TASK PROMPT: Using the data that follows, return exactly the lines from the one that contains "# put a marker on the stacked rock" through the one that contains "Target: large boulder", ends included.

───── EXTRACTED DATA ─────

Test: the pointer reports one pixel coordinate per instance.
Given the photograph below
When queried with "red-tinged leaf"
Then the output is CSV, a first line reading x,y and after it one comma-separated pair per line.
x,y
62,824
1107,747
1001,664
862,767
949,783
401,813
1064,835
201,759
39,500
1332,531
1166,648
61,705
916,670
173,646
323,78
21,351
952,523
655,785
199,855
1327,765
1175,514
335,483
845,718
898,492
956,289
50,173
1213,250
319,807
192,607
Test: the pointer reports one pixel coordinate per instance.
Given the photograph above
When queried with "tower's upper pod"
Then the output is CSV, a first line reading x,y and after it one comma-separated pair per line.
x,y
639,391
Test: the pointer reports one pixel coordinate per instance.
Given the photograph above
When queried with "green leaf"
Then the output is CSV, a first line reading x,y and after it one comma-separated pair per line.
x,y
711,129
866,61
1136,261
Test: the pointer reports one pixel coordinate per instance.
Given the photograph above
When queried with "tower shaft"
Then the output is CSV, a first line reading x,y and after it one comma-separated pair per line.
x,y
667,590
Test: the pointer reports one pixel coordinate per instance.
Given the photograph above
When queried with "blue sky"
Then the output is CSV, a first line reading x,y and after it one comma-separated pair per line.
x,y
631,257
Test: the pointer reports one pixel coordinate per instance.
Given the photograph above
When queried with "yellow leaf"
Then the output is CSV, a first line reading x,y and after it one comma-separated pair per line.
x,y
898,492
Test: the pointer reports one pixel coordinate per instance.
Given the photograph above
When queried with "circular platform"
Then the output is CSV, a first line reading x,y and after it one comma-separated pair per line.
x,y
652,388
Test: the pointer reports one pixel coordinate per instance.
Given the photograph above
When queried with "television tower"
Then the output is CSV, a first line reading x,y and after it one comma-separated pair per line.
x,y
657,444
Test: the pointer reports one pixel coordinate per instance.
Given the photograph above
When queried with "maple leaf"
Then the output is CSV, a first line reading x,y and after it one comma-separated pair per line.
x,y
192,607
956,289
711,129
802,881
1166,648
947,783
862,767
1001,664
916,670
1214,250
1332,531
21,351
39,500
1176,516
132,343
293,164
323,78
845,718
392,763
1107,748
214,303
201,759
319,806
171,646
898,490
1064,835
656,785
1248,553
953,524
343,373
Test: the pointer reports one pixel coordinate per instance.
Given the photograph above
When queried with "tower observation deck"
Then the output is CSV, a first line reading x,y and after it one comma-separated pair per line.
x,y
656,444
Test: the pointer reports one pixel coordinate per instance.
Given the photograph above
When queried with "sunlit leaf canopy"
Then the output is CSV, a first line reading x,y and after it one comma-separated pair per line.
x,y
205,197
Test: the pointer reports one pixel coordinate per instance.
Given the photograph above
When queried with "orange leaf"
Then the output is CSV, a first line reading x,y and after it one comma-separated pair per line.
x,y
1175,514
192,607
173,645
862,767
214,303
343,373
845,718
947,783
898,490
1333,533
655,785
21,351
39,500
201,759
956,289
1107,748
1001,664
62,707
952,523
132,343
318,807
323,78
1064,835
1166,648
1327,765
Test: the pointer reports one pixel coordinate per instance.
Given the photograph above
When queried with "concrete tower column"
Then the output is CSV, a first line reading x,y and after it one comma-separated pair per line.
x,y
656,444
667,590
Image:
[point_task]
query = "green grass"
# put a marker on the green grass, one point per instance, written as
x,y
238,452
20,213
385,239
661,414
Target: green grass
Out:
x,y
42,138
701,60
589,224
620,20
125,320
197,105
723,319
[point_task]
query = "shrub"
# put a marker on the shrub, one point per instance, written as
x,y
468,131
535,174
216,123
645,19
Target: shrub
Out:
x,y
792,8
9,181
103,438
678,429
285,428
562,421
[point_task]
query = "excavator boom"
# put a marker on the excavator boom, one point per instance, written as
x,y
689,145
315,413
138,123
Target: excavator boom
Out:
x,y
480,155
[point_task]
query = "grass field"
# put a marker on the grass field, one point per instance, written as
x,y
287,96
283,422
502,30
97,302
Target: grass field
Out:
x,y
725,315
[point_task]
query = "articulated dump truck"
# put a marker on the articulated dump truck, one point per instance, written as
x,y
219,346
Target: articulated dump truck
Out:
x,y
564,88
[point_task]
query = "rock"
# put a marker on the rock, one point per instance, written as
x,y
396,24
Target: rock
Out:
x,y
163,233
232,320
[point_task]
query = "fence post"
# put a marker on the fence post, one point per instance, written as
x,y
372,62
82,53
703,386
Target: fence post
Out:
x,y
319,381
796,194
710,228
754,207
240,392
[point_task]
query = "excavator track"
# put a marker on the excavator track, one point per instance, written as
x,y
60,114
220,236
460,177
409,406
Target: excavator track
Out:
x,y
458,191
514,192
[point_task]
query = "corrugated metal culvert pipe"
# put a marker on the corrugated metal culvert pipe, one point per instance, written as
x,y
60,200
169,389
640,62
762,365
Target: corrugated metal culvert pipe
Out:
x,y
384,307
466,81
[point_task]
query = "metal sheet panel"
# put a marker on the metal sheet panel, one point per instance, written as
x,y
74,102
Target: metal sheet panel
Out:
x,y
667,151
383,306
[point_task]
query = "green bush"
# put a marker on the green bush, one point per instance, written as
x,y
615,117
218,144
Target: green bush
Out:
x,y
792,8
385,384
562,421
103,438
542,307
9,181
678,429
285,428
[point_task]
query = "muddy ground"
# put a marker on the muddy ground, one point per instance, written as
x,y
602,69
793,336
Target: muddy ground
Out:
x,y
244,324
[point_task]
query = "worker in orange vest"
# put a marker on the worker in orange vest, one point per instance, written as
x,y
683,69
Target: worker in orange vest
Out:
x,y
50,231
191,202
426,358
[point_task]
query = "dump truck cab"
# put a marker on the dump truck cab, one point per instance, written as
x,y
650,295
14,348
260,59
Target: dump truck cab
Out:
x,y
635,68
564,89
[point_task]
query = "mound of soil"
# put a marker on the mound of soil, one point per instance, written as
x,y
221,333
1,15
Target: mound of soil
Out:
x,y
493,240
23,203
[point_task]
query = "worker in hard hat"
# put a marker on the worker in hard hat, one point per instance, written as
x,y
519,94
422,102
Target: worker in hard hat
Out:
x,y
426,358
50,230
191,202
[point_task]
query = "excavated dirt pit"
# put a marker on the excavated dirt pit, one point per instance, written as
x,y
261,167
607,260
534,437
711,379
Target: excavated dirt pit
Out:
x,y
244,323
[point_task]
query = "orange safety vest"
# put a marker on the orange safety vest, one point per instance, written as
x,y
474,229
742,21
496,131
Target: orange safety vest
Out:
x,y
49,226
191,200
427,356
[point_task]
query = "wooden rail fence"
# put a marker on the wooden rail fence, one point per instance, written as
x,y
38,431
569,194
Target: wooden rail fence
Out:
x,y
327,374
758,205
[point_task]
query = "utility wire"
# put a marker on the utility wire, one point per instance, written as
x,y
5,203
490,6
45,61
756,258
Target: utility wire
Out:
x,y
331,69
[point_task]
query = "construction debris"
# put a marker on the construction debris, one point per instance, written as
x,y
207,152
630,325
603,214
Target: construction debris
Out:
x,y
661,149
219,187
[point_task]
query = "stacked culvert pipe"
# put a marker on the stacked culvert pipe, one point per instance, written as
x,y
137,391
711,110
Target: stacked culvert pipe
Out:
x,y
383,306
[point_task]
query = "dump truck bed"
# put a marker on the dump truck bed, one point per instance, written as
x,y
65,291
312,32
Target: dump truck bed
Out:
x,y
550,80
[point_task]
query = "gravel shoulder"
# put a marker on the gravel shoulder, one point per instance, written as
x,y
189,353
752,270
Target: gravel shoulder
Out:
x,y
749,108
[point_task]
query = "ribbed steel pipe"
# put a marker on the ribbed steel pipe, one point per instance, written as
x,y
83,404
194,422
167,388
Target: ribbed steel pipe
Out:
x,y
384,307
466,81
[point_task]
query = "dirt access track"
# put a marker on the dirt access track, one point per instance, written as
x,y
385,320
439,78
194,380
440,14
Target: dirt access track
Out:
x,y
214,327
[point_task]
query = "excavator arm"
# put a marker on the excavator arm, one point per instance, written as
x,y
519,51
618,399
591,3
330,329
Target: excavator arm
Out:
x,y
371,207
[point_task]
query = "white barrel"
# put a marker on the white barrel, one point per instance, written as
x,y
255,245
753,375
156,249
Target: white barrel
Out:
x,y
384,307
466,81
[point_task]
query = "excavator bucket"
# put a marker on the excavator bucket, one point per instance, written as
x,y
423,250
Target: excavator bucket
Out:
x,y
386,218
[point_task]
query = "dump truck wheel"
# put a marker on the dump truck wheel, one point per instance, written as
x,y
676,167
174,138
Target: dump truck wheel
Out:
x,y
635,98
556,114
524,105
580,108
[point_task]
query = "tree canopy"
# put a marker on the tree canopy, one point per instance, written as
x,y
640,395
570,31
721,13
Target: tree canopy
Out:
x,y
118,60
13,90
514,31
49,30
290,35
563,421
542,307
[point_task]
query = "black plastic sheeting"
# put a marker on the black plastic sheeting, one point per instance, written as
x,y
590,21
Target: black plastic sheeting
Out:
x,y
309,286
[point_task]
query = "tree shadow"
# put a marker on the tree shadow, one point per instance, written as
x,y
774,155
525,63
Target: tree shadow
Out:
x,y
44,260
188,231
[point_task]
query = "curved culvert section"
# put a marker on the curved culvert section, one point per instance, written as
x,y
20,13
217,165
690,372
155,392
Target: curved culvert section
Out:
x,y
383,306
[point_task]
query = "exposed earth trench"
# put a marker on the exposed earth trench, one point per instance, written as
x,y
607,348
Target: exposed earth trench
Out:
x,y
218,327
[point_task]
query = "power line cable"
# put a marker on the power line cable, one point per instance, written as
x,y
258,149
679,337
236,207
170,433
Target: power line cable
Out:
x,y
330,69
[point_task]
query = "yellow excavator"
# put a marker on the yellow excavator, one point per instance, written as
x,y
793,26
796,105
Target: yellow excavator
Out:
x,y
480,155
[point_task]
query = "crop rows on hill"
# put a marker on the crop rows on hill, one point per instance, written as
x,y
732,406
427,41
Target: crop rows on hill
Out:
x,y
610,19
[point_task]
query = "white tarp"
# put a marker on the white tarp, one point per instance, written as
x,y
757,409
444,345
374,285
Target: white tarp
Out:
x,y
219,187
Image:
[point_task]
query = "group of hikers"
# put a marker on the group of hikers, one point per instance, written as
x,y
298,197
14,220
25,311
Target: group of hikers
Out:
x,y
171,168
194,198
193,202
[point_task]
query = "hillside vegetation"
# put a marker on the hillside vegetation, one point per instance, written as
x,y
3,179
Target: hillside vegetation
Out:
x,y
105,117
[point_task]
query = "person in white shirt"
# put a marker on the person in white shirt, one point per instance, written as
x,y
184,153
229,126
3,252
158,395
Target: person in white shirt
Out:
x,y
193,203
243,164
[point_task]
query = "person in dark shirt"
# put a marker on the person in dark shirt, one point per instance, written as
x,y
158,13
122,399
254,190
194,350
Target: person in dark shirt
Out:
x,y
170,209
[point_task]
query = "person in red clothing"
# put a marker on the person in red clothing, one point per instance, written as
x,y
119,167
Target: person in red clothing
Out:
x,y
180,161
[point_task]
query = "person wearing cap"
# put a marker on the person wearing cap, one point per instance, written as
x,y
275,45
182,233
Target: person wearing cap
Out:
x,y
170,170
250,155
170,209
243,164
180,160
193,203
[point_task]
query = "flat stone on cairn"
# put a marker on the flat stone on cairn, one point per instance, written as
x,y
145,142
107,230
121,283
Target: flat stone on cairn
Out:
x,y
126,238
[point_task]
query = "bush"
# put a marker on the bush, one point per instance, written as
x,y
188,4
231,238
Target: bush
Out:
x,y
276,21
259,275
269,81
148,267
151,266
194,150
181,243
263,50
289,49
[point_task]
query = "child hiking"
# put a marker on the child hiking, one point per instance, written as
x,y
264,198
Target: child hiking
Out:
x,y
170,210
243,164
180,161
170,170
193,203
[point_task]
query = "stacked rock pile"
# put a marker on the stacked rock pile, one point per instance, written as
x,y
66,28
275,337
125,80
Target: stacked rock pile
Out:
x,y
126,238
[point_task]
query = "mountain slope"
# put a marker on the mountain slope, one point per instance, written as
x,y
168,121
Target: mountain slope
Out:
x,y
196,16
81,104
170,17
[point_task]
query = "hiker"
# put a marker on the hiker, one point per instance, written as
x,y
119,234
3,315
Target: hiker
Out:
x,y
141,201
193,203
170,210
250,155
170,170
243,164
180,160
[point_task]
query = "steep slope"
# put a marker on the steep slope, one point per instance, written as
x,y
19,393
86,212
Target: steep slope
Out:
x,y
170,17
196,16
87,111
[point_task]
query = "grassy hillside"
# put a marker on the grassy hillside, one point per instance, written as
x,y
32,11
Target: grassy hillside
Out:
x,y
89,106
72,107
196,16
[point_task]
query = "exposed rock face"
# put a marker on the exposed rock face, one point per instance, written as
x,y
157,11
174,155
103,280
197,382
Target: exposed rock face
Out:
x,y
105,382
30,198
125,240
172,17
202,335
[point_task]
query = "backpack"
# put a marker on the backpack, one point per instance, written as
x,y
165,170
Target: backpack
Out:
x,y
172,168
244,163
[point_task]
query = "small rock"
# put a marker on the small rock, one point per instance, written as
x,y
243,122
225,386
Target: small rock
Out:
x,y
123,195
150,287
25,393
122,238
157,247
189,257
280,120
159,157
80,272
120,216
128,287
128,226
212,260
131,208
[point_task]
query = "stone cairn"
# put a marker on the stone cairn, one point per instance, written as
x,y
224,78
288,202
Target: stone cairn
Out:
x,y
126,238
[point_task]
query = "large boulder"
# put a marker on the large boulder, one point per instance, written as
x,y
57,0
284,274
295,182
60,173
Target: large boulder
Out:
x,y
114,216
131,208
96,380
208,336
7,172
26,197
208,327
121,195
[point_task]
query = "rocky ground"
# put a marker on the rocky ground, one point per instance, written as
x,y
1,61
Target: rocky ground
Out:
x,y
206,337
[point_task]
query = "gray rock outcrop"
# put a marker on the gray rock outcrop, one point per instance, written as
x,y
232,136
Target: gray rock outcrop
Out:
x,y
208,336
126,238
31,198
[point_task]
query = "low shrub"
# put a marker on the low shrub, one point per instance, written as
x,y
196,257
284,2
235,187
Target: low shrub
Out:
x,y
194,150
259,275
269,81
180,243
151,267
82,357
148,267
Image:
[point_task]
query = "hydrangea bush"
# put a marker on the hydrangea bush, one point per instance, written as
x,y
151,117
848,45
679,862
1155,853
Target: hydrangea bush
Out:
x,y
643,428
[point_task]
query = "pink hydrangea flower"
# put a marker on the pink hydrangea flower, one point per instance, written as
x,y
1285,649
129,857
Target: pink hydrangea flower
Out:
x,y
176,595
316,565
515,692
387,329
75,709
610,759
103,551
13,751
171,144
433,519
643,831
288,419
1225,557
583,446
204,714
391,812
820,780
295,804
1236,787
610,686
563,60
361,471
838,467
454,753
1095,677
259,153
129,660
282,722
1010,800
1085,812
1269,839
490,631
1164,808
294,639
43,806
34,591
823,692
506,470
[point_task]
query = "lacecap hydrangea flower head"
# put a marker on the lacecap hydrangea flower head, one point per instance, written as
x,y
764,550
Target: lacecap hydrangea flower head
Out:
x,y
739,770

─────

RESULT OF THIS EXERCISE:
# put a marker on the stacked rock pile, one point per instance, written as
x,y
66,28
275,337
125,80
Target: stacked rock pile
Out:
x,y
126,238
[point_task]
query = "mountain slope"
# put a marker on the mountain slope, one point per instance, written as
x,y
168,121
Target: mountain slope
Out:
x,y
196,16
81,104
170,17
[point_task]
query = "hiker"
# put a marker on the hiker, one point per instance, written as
x,y
119,234
3,315
Target: hiker
Out:
x,y
141,201
193,203
170,210
250,155
170,170
243,164
180,160
[point_task]
query = "steep slope"
# put a marker on the steep slope, one point per instance, written as
x,y
19,393
86,212
Target: steep slope
Out:
x,y
170,17
196,16
87,111
[point_task]
query = "grassy hillside"
# put a marker on the grassy hillside, one point per instance, written as
x,y
32,11
Target: grassy hillside
Out:
x,y
89,106
72,107
196,16
[point_task]
query = "exposed rock face"
# put a marker on the exposed rock face, one point per instance, written as
x,y
157,11
174,155
103,280
197,382
Target: exposed rock face
Out:
x,y
105,382
30,198
125,240
172,17
202,335
[point_task]
query = "backpack"
# put a marker on the backpack, one point per instance, written as
x,y
165,170
Target: backpack
Out:
x,y
172,168
244,163
[point_task]
query = "small rock"
# put a marker on the small rock, one point per instance, written as
x,y
243,122
225,386
Target: small rock
Out:
x,y
123,195
150,287
25,393
122,238
157,247
189,257
280,120
159,157
80,272
120,216
128,287
128,226
212,260
131,208
[point_task]
query = "stone cairn"
# put a marker on the stone cairn, one point per instance, written as
x,y
224,78
288,202
Target: stone cairn
Out:
x,y
126,238
[point_task]
query = "large boulder"
# put a marker on the large boulder, one point per instance, written as
x,y
57,0
284,274
295,182
60,173
Target: large boulder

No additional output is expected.